• **Exercise aim**
From the data underneath, reproduce exactly the stretch that begins at the line with "mark: the light brown camel" and ends after the line with "mark: the person in blue robe".

[Collection entries]
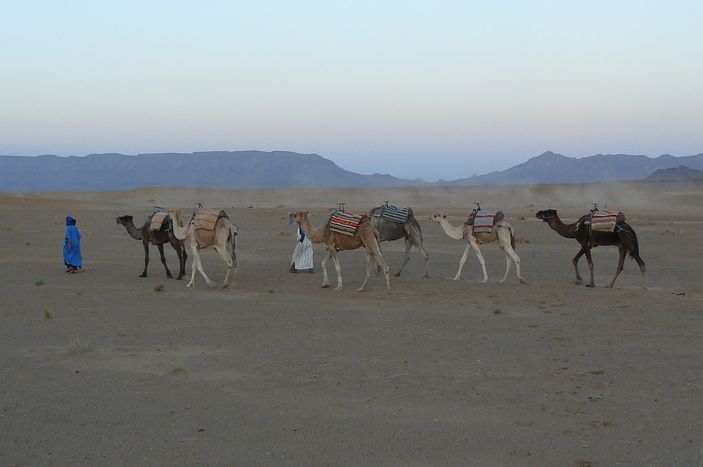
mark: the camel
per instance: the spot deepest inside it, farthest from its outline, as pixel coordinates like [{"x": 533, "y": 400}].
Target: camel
[
  {"x": 411, "y": 232},
  {"x": 365, "y": 236},
  {"x": 157, "y": 238},
  {"x": 624, "y": 238},
  {"x": 222, "y": 239},
  {"x": 502, "y": 232}
]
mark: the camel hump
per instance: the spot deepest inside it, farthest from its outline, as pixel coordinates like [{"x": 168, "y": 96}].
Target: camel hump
[
  {"x": 206, "y": 219},
  {"x": 157, "y": 221}
]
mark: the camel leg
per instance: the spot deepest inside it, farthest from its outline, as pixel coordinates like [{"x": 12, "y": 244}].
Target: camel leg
[
  {"x": 369, "y": 271},
  {"x": 146, "y": 258},
  {"x": 193, "y": 267},
  {"x": 325, "y": 279},
  {"x": 508, "y": 250},
  {"x": 408, "y": 247},
  {"x": 590, "y": 267},
  {"x": 575, "y": 262},
  {"x": 163, "y": 260},
  {"x": 621, "y": 262},
  {"x": 374, "y": 248},
  {"x": 182, "y": 256},
  {"x": 479, "y": 255},
  {"x": 224, "y": 254},
  {"x": 338, "y": 270},
  {"x": 507, "y": 268},
  {"x": 457, "y": 276}
]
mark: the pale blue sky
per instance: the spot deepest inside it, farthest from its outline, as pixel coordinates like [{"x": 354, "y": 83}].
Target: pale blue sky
[{"x": 417, "y": 89}]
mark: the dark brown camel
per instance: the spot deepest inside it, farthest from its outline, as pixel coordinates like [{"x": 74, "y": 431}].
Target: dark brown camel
[
  {"x": 411, "y": 232},
  {"x": 624, "y": 238},
  {"x": 157, "y": 238}
]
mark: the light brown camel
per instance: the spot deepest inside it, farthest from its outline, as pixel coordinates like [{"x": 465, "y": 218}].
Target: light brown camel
[
  {"x": 157, "y": 238},
  {"x": 410, "y": 232},
  {"x": 365, "y": 236},
  {"x": 222, "y": 239},
  {"x": 502, "y": 232}
]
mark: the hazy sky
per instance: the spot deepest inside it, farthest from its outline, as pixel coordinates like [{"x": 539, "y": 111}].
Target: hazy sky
[{"x": 418, "y": 89}]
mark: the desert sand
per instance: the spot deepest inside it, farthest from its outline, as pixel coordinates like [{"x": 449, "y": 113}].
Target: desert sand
[{"x": 101, "y": 368}]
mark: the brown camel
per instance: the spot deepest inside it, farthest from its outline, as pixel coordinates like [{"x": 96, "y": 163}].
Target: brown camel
[
  {"x": 222, "y": 239},
  {"x": 624, "y": 238},
  {"x": 411, "y": 232},
  {"x": 157, "y": 238},
  {"x": 365, "y": 236}
]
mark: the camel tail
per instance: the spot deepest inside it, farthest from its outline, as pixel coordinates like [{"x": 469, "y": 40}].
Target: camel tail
[
  {"x": 232, "y": 239},
  {"x": 635, "y": 250}
]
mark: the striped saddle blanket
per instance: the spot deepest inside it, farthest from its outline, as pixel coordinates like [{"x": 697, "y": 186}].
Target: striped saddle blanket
[
  {"x": 395, "y": 214},
  {"x": 604, "y": 221},
  {"x": 483, "y": 221},
  {"x": 344, "y": 222},
  {"x": 157, "y": 221},
  {"x": 205, "y": 218}
]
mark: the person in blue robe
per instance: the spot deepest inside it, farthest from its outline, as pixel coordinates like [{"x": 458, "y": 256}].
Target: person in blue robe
[{"x": 72, "y": 247}]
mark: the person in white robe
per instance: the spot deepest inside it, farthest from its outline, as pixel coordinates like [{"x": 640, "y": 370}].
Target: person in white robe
[{"x": 302, "y": 255}]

• **The completed task**
mark: the light brown camel
per instance: the spot deepest inside it, farthest from its outline, as pixel coordinates like [{"x": 465, "y": 218}].
Target: light brown camel
[
  {"x": 157, "y": 238},
  {"x": 410, "y": 232},
  {"x": 365, "y": 236},
  {"x": 222, "y": 239},
  {"x": 502, "y": 232}
]
mark: the hazy sky
per instance: the spot deepest inside it, farthest from its outline, as pixel coordinates like [{"x": 539, "y": 111}].
Target: hazy sky
[{"x": 418, "y": 89}]
mark: the desert sand
per instance: the spot deepest inside it, farthest from its outline, as pixel coordinates like [{"x": 449, "y": 113}].
Target: desert sand
[{"x": 101, "y": 368}]
mark: the brown camel
per instance: the spot deepest inside it, farthest from its outline, as pixel coordinates like [{"x": 96, "y": 163}].
Target: brown camel
[
  {"x": 222, "y": 239},
  {"x": 624, "y": 238},
  {"x": 411, "y": 232},
  {"x": 157, "y": 238},
  {"x": 365, "y": 236}
]
mark: the camel tail
per instance: the spot deepest inside it, farthest from its outline, as pixel coordinates like [{"x": 469, "y": 40}].
Target: camel tail
[
  {"x": 232, "y": 239},
  {"x": 635, "y": 250}
]
mark: the striped saddle blanket
per instance: the spot deepest inside it, farthest from its outline, as pixel coordinates like [{"x": 697, "y": 186}].
Target: striped saddle blanket
[
  {"x": 395, "y": 214},
  {"x": 604, "y": 221},
  {"x": 483, "y": 221},
  {"x": 344, "y": 222},
  {"x": 157, "y": 221},
  {"x": 205, "y": 218}
]
mark: the person in blue robe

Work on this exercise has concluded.